_To be done_. Convert the material that follows into a numbered list, omitting any blank lines and leaving out the pictures.

— Begin Supplied data —

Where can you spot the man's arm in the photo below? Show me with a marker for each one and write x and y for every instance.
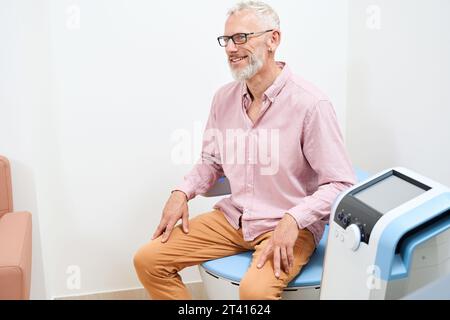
(197, 181)
(209, 167)
(323, 147)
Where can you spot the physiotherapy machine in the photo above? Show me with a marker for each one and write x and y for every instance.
(388, 236)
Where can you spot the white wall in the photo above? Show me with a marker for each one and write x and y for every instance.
(398, 90)
(106, 92)
(25, 119)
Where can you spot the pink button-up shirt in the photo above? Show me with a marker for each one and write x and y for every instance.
(291, 160)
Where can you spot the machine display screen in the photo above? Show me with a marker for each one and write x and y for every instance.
(389, 193)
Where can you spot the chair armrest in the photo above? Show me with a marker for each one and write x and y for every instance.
(6, 204)
(15, 255)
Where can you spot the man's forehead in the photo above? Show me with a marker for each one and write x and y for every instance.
(242, 21)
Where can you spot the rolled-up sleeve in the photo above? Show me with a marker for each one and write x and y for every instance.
(323, 148)
(209, 167)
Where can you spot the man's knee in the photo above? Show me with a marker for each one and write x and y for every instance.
(147, 261)
(255, 289)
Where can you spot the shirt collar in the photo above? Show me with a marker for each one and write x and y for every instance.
(274, 89)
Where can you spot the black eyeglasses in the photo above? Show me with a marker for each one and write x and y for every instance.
(239, 38)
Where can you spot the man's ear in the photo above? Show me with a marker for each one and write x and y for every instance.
(274, 40)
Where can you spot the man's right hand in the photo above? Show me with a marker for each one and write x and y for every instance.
(176, 208)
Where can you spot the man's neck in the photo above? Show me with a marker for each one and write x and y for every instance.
(259, 83)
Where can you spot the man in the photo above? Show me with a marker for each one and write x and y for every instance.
(280, 202)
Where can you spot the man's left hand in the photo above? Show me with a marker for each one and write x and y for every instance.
(281, 244)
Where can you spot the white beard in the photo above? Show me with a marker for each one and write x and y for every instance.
(255, 64)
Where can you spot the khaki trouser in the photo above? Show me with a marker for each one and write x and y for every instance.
(211, 236)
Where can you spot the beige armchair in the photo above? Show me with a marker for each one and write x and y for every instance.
(15, 242)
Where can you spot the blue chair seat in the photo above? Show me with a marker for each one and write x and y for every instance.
(234, 267)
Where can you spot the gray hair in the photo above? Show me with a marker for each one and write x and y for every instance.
(263, 11)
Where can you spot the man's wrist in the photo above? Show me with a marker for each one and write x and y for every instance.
(292, 218)
(181, 193)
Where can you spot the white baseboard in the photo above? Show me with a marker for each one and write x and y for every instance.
(196, 288)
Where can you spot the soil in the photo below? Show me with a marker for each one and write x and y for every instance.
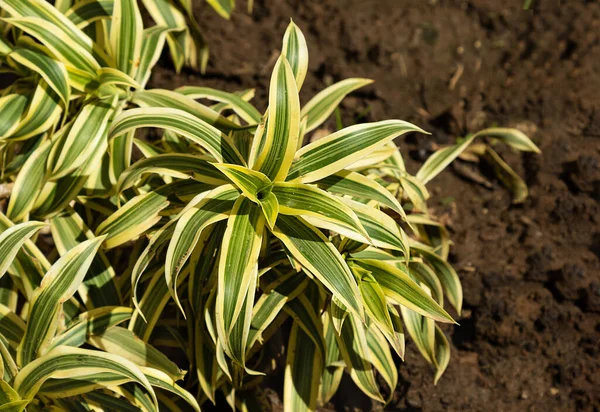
(529, 337)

— End Supplied data —

_Result of this task_.
1. Where can you spot the man's arm in the photo below? Show me with a marker for each one and write x and y for every instance.
2. (197, 181)
3. (209, 167)
4. (323, 147)
5. Where can you spot the physiotherapy machine in the photo above? Show me with a marker for each one and write x and y for every instance.
6. (388, 236)
7. Where can you spot the white wall in the photo above? Show me with a marker for each one and write x and y for every instance.
8. (398, 90)
9. (106, 92)
10. (25, 119)
11. Where can you spot the pink button-up shirt in the photo above? Show me with a marker for each one and write x and y for every instance.
12. (291, 160)
13. Where can you spot the machine display screen in the photo above? Show me with a marker for each one and write x and y for every instance.
14. (389, 193)
15. Where can you spot the chair armrest in the photo above? Show me with a marker for each one and write x and y for every instance.
16. (6, 204)
17. (15, 255)
18. Where can you spot the man's forehead in the photo above? Show me with a marker for each one and write x and y for every instance.
19. (242, 21)
20. Where can you spot the rolled-up sleeve in the photo above? Show me with a marker for each one and write x and y for every instance.
21. (323, 148)
22. (209, 167)
23. Where can you spot the man's knee in the photo above? Show me with a marker for each one and write x and y for every instance.
24. (147, 261)
25. (255, 289)
26. Where can you spot the shirt collar in the photo above? Show me with a marker for each one and write x and y for every instance.
27. (274, 89)
28. Where can you spot the black eyeglasses in the photo above? Show me with a marker for each one and write x and y for every instance.
29. (239, 38)
30. Where can you spot the man's ear in the photo above? Show me with a marker for each one and write x and y for every instance.
31. (274, 40)
32. Where can you spot the man's right hand in the photo above? Show me with a marker for each one and write x and y for every instance.
33. (176, 208)
34. Where can you spot the man's neck in the photo above? Show me with a marker for each one and write x and y for every instance.
35. (259, 83)
36. Where can you spot the man in the photo above? Show me with a marker for each one and write x and y for every instance.
37. (280, 202)
38. Where can you spot the man's left hand in the photo above? Show me with a marker for each one and write x and y for every instance.
39. (281, 244)
40. Where can you spot the white beard in the photo above? Show me with a marker for each one and write x and y for every instance.
41. (255, 64)
42. Where can you spot the khaki trouser in the photo above? Show me with a marker for each one and write x and y for every instance.
43. (211, 236)
44. Where can you spot the beige armchair in the photo above? Show me with a marker for each one and write x and y for every instance.
45. (15, 242)
46. Where can you spot the blue chair seat in the photo above? Show me with a marker for each one and write x and y for every instance.
47. (234, 267)
48. Where can you spot the gray hair in the photo above? Show me with a marker for each one and write x and y for every instance.
49. (263, 11)
50. Where can you spot the man's wrist in the photo above? Show me with a marker for each one and write x and y for every instance.
51. (292, 218)
52. (181, 193)
53. Where can you spot the white baseboard in the photo above? Show me with a marker for each one and write x and y for every instance.
54. (196, 288)
55. Where can you spot the soil in the photo below? Show me with a marker for each one and write x and y for every instance.
56. (529, 337)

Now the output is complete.